Referring expression pointing data:
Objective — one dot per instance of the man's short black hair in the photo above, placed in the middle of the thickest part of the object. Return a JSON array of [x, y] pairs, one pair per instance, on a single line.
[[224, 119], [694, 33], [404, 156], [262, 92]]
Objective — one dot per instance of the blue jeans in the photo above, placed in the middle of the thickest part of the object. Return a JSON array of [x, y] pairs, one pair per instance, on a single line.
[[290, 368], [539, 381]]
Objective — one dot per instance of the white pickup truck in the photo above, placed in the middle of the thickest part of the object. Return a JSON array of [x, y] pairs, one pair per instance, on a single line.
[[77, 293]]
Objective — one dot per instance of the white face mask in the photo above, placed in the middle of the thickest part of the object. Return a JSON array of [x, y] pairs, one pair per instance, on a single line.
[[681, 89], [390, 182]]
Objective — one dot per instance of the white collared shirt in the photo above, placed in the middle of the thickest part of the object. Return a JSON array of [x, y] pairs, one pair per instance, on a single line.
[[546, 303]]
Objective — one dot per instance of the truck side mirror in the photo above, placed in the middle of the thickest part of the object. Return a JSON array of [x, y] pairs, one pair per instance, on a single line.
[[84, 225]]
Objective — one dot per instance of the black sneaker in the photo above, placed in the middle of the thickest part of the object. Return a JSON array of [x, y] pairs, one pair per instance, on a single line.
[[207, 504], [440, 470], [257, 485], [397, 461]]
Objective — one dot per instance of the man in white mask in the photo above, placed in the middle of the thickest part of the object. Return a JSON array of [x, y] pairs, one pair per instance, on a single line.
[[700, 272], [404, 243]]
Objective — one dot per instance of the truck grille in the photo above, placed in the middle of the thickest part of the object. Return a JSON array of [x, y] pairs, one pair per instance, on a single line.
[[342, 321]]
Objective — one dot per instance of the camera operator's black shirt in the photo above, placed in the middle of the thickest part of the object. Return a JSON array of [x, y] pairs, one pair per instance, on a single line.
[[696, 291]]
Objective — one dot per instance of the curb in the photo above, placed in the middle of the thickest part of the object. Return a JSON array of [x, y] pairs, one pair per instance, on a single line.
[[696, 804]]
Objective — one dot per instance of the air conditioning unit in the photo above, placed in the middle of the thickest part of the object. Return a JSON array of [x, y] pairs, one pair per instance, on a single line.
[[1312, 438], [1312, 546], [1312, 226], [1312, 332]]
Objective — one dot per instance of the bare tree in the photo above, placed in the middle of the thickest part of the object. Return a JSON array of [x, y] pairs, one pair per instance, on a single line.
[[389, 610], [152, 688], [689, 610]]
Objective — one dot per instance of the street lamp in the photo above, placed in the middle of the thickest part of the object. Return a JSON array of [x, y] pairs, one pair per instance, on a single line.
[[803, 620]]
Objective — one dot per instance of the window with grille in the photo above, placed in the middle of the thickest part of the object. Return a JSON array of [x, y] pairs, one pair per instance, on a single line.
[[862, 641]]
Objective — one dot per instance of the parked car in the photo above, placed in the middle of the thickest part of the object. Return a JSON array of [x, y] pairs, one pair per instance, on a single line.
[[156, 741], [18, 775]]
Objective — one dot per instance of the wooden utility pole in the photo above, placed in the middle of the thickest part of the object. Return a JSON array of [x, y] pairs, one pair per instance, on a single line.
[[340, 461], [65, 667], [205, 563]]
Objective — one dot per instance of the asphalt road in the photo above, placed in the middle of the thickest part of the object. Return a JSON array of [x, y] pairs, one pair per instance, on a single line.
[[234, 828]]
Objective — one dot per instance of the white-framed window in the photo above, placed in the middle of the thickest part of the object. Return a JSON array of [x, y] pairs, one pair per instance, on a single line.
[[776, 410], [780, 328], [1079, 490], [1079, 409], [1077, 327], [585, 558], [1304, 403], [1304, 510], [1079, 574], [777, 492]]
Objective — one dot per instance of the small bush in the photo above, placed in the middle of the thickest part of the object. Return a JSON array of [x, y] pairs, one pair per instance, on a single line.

* _Prompt_: Exactly as written, transcribe each line of the data.

* _Answer_:
Objective — one dot per instance of the man's short black hair in the photo above, placed in the middle of the thickest part of the object. Return a JSON array of [x, y] pairs, one pair per instance, on a single line.
[[224, 119], [694, 33], [404, 156], [262, 92]]
Objective — one dot per instance of the blue jeans in the photo above, placed in the middle of the thickest part of the object. Return a JSON array of [x, y] pairs, one pair per instance, on a single line.
[[290, 368], [539, 381]]
Objective — one dot per instance of the white pickup truck in the photo above, placed in the middle of the thickest part of the object. Return a JSON array of [x, y] pairs, one pair per instance, on a single line.
[[77, 293]]
Objective — one dot per instance of the white face mask in the photo above, placed in the middle of the thickest part of the object. Return a JSON array of [x, y] pairs, one pair per instance, on a single line.
[[681, 89], [390, 182]]
Objective — one dot per instance of the white collared shirt in the photo above, placed in the middle of the thickest part of the object. Return a JSON array of [x, y] pairs, one pair per instance, on a single line.
[[546, 303]]
Objective — one dot per instance of the truck side mirror in the photo above, placed in the middle of the thickest part of the object. Return a JSON array of [x, y] pairs, one pair per instance, on a single line.
[[84, 225]]
Objective — one dot per instance of the black sneaker in the photo above, placed in the middle of the thickest part of the object. Return a JSON array of [x, y] pairs, one pair per instance, on a single line.
[[207, 504], [440, 470], [257, 485], [397, 461]]
Objective — one dot per instance of the man in white mask in the photo above, placed in the middle of the thickest part of the object. Return a JSON array of [x, y] pairs, one pair per instance, on a single line.
[[700, 272], [404, 243]]
Objective — one dot per instance of the truck grille in the photo above, placed in the middle of the thickest part of the object. Return a JSON array of [x, y] pairs, one pair per instance, on a single line.
[[342, 321]]
Objective — one dot per instance of the camera operator's black shirt in the photo above, placed in the middle of the thickest part of the object. Return a JSON array of [x, y] pairs, one pair per instance, on a single line.
[[696, 291]]
Objective — one dot per instance of the curb in the photo above, placed in the middle of the thickest part of the object. Return a JSON array of [x, y] pairs, one pair per instance, on a single line.
[[696, 804]]
Objective — one dot per instance of the air conditioning unit in the photo above, placed in the middle of the thickest part of the object. Return a JSON array of [x, y] pairs, one pair per instance, on a single line.
[[1312, 438], [1312, 546], [1312, 226], [1312, 332]]
Objective — one dot per instance of the bare tree in the photo above, placed in the middle of the thickest part of the object. Return a JSON array of [x, y] pairs, one pair per instance, on a single line.
[[389, 610], [152, 688], [689, 610]]
Objective — one dot per instance of the street lamp in the photo above, placed in the middle of the thickest part of the object. Return a JSON array of [x, y] pairs, one pair per instance, on a single line.
[[803, 620]]
Objective — one dot per instance of the window with grille in the photo above, placed in the middle of the thickest part of the object. Return a JSON array of [x, y] pairs, one pair per instance, on a single line.
[[862, 641]]
Objective — one dot per instance of the parked car in the photo above, placed in the middle of the thickest part of the object. Return a JSON array of [x, y] pairs, one pair per instance, on a single line.
[[156, 741], [18, 775]]
Objective — one dot per instance of the wooden utility pole in the photo above, placed in the middle of the thickest part of the object. Return a JSON array of [x, y] pairs, one pair per instance, on a single line.
[[340, 461], [65, 667], [205, 563]]
Objective — one dot per instance of the asphalt road in the photo above, placed in the middle of the thickest part of the object. Return a JSON array of [x, y] pairs, one pair per instance, on a single line.
[[234, 828]]
Objective — one dot per instance of the white-framed window in the photo above, placed in the middle of the thickest part of the object. Return a JSON array of [x, y] pairs, one pair per instance, on a single line.
[[776, 410], [780, 328], [1079, 490], [1079, 409], [1077, 327], [585, 558], [1304, 403], [1304, 510], [1079, 574], [777, 492]]
Objective — one dot per instance of the small bush in the photo above, placed in the middle of the thickest part of the object. Return a JSON array of [x, y] pairs, one pair per instance, on a single line.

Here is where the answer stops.